Problem ▸
Beginning with the line where "Each instance of the cupped" occurs, set down each line of the records through the final one, exactly and without additions.

□ □ □ □ □

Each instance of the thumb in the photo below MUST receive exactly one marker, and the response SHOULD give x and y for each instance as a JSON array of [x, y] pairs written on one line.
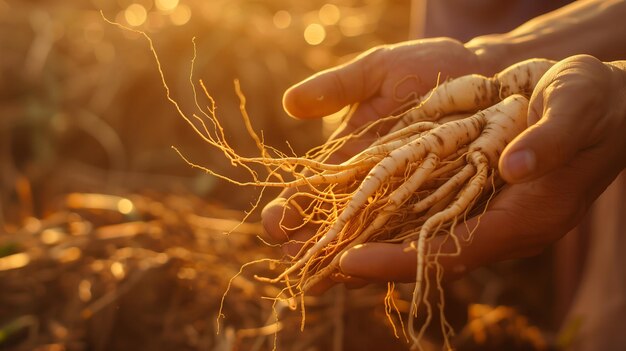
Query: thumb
[[330, 90], [548, 144]]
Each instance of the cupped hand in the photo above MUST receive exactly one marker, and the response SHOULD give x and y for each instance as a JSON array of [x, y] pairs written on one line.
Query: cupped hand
[[380, 81], [572, 150]]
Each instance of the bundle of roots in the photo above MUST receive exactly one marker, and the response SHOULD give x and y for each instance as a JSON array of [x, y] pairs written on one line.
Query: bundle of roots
[[434, 168]]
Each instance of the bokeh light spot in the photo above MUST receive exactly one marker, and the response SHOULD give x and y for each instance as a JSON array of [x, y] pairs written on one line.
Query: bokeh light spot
[[166, 5], [314, 34], [135, 15], [282, 19], [181, 15], [329, 14]]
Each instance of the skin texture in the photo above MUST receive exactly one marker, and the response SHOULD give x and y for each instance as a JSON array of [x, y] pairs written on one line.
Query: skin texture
[[573, 149], [378, 81], [570, 153]]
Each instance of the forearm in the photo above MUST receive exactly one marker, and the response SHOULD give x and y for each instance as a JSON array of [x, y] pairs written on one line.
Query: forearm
[[594, 27]]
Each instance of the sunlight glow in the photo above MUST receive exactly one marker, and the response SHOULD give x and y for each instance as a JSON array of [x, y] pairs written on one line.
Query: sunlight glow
[[166, 5], [181, 15], [314, 34], [329, 14], [282, 19], [135, 15]]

□ □ □ □ □

Result ▸
Each instance of the cupped hand in the photo above MUST receive exactly one marker, and the response SHOULD give x and y for each instance as a JSON array of [x, y] pairs written on one line.
Query: cupped hand
[[380, 81], [572, 150]]
Each instance of the bundle of roots in the photo above MUST receive exactly one marker, and the response SHOULD give x and y for each instance as a JSON array of [x, y] pairs written on one line.
Query: bundle of roots
[[434, 168]]
Each instance of the bokeh light spot in the photo above MUST receive exactly one marker, and the response SHOULD give x and y for each instance as a JSON array of [x, y] pairs written on one line.
Query: bokeh light spot
[[166, 5], [314, 34], [135, 15], [282, 19], [181, 15], [329, 14]]
Each instance of the skin texture in the photo above MUST receive exactly one marker, and the response SHOULD give x and y for each instance as a JSON array of [x, y] pairs written on one line.
Query: skin texture
[[573, 149], [378, 81], [570, 153]]
Each instance of the forearm in the photo above MUST receive exactly one marker, and the response SHOULD give x and y for each instance as a JSON array of [x, y] pairs written on one line.
Query: forearm
[[594, 27]]
Each instance of the sunlight glow in the photo above MUST receive exactly one marker, and the response SHOULD give x and y for each instance as a JSON array of [x, y] pairs written on one line.
Query: sunlight glow
[[166, 5], [181, 15], [314, 34], [329, 14], [282, 19], [135, 15]]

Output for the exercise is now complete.